-- Recorded data follows --
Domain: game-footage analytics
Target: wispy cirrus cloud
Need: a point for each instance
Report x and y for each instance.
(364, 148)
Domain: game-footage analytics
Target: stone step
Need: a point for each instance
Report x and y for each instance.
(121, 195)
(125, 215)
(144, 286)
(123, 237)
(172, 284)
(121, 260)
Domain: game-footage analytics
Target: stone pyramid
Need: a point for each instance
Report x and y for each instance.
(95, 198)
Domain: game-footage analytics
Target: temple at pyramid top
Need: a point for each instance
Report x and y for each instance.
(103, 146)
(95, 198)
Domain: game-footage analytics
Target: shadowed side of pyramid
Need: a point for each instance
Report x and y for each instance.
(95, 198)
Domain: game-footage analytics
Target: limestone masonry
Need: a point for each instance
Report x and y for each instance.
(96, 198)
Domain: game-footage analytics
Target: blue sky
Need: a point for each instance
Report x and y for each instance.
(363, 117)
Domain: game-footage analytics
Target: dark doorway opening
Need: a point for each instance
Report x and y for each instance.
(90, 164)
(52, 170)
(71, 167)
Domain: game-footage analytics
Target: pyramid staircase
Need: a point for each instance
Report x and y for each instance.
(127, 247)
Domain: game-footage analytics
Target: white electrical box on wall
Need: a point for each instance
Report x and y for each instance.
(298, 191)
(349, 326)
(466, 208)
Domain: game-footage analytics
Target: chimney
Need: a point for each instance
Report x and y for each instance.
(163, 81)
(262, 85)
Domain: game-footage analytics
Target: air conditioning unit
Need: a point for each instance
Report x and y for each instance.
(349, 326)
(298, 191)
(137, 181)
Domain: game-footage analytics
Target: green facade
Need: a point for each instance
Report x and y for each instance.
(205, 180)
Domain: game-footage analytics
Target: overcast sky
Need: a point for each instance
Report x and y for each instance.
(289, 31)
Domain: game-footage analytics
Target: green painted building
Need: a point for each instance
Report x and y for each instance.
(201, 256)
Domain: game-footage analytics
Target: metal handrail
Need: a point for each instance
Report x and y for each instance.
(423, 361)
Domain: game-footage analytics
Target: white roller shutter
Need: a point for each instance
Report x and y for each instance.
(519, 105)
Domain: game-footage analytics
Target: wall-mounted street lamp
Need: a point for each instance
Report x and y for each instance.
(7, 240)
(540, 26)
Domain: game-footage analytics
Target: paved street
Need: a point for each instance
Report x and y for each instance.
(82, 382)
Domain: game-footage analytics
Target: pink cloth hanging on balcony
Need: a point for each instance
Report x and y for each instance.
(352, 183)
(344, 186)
-- Recorded data concluded --
◆ Problem to work on:
In full and without error, transcribe each of the entries.

◆ Response area:
Domain: game-footage analytics
Target: wispy cirrus cloud
Need: a point for each instance
Report x and y for each instance.
(364, 148)
Domain: game-footage analytics
Target: stone step
Need: a point for each instance
Report x and y for each instance.
(121, 195)
(125, 215)
(144, 286)
(123, 237)
(172, 284)
(121, 260)
Domain: game-footage analytics
Target: stone pyramid
Need: a point for each instance
Report x and y for each instance.
(95, 198)
Domain: game-footage analytics
Target: temple at pyramid top
Need: a point for each instance
Report x and y for each instance.
(103, 146)
(95, 198)
Domain: game-footage analytics
Target: shadowed side of pyramid
Need: a point for each instance
Report x and y for each instance.
(95, 198)
Domain: game-footage analytics
Target: limestone masonry
Need: a point for each instance
Report x and y for each instance.
(96, 198)
Domain: game-footage analytics
Target: blue sky
Need: a point for each instance
Report x and y for each instance.
(363, 117)
Domain: game-footage analytics
Target: dark doorway opening
Need: a point for each instance
Report x and y for each instance.
(90, 164)
(52, 170)
(71, 167)
Domain: game-footage analytics
Target: pyramid staircase
Need: a point for each instance
Report x and y for each instance.
(127, 247)
Domain: game-footage analytics
Target: white electrical box on wall
Need: a point for each instance
Report x and y for each instance.
(298, 191)
(349, 326)
(466, 208)
Domain: game-footage analytics
Target: chimney
Need: a point for each instance
Report x and y for each instance.
(163, 81)
(262, 85)
Domain: game-footage analytics
Target: air conditioning unit
Need: a point for each instance
Report x and y for each instance.
(349, 326)
(298, 191)
(137, 181)
Domain: game-footage analytics
Target: green facade
Need: a point for each instance
Report x and y for each instance.
(205, 180)
Domain: game-footage analytics
Target: overcast sky
Need: a point for each instance
Report x and y for each instance.
(289, 31)
Domain: game-footage analytics
Target: green painted building
Need: a point for each instance
Report x and y for each instance.
(201, 256)
Domain: game-footage analytics
Target: metal handrail
Need: a point for each instance
Report x and y for each instance.
(423, 361)
Domain: game-footage analytics
Target: white roller shutter
Need: a point for each instance
Report x and y for each instance.
(519, 105)
Domain: game-footage analytics
Target: wall-mounted street lamp
Need: a point for each instance
Report x and y for each instance.
(7, 240)
(540, 26)
Domain: game-footage analytics
Target: paved street
Need: a point for each instance
Report x and y for each instance.
(82, 382)
Domain: game-footage analytics
Target: pink cloth hanging on balcony
Need: a point for each instance
Report x and y for each instance.
(352, 183)
(344, 186)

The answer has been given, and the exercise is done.